— Work required —
Please quote every record below word for word, leaving the pictures out of your answer.
* begin Recorded data *
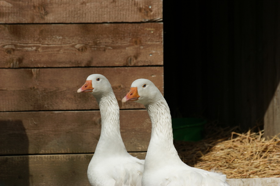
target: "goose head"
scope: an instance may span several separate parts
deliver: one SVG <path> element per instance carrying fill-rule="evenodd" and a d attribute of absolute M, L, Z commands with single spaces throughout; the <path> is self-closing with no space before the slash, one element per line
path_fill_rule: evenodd
<path fill-rule="evenodd" d="M 95 74 L 90 75 L 86 82 L 78 89 L 77 92 L 89 93 L 94 96 L 97 96 L 112 90 L 111 84 L 105 76 Z"/>
<path fill-rule="evenodd" d="M 122 102 L 134 101 L 145 105 L 157 101 L 162 97 L 161 93 L 152 82 L 146 79 L 138 79 L 132 82 L 130 90 Z"/>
* end Recorded data *
— Answer —
target: "goose head"
scope: an instance may span several separate parts
deliver: one SVG <path> element per instance carrying fill-rule="evenodd" and a d attribute of absolute M, L, Z commands with single spaces throughout; the <path> is self-closing with no space before the slash, one element per line
path_fill_rule: evenodd
<path fill-rule="evenodd" d="M 95 74 L 90 75 L 86 82 L 78 89 L 77 92 L 89 93 L 94 96 L 97 96 L 112 90 L 111 84 L 105 76 Z"/>
<path fill-rule="evenodd" d="M 122 102 L 134 101 L 145 105 L 157 101 L 162 97 L 161 93 L 152 82 L 146 79 L 138 79 L 132 82 L 130 90 Z"/>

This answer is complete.